**Requirement a**
According to the NDIA history snapshot, which board did Benedict Crowell join in 1917?

**Reading text**

NDIA History Snapshots: A look back at the history of the association as it celebrates its centennial year. For more on NDIA's early days.

Without Benedict Crowell, there probably would be no National Defense Industrial Association. Crowell was an Ohio-born chemical and mining engineer, construction company owner and president of a bank when, in 1916, he was commissioned as a major in the Officer Reserve Corps. In 1917, he joined the General Munitions Board. The task of the board was to manage government contracts so that purchasing agents weren't in competition and there could be a coordinated effort between the U.S. military and its allies to supply the required munitions. He was soon appointed assistant secretary of war and director of munitions.

From that vantage point, Crowell had a bird's-eye view of how totally unprepared America was for modern warfare of any kind: land, sea or air. Two years after founding the Army Ordnance Association (AOA), which would later become NDIA, he wrote about what he had witnessed. The Giant Hand: Our Mobilization and Control of Industry and Natural Resources, 1917-1918, paints a portrait of a nation woefully lacking in munitions, men and war materiel.

**Requirement b**
Copy the records from their first line through the line containing "257,184 -> 287,211", renaming "single bed" to "twin bed" and changing nothing else.

**Raw records**

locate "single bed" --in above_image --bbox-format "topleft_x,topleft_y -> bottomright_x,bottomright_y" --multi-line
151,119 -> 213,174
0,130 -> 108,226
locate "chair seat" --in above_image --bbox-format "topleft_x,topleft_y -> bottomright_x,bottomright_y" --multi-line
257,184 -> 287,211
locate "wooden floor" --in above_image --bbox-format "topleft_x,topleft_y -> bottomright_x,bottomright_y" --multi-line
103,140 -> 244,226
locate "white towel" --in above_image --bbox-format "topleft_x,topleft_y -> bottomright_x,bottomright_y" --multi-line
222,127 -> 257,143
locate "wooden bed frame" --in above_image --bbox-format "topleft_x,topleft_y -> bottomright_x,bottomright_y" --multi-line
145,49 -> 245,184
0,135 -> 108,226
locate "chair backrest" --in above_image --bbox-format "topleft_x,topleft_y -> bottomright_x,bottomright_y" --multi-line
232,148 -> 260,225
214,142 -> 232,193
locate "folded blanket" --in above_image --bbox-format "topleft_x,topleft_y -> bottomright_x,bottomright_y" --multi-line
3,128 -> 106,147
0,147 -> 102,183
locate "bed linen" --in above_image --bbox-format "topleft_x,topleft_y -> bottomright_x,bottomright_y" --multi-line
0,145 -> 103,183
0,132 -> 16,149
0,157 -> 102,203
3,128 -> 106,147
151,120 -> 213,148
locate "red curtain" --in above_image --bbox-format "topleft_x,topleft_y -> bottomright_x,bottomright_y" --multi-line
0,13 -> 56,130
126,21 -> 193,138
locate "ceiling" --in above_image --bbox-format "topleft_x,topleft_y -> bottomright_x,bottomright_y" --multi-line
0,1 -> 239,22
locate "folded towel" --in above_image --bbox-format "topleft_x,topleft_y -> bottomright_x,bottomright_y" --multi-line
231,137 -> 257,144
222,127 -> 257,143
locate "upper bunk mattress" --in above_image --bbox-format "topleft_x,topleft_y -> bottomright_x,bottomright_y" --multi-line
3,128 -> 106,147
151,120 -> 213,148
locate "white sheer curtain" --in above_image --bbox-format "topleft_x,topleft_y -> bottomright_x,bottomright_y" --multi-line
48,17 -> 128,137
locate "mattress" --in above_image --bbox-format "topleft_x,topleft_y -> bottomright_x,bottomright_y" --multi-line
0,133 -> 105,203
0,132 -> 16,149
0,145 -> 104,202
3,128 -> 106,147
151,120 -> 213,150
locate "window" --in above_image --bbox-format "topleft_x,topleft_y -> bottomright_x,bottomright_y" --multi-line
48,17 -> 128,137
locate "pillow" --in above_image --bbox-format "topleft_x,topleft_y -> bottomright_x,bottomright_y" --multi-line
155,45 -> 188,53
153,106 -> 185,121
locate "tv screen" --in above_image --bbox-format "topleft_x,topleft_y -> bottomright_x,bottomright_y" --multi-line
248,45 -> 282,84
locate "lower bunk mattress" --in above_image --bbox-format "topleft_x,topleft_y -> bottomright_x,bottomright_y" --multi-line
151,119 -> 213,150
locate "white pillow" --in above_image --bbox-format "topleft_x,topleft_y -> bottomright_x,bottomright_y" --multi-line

**Expected answer a**
The General Munitions Board.

**Expected answer b**
locate "twin bed" --in above_image --bbox-format "topleft_x,topleft_y -> bottomright_x,bottomright_y" --multi-line
151,119 -> 213,174
0,130 -> 108,226
locate "chair seat" --in above_image --bbox-format "topleft_x,topleft_y -> bottomright_x,bottomright_y" --multi-line
257,184 -> 287,211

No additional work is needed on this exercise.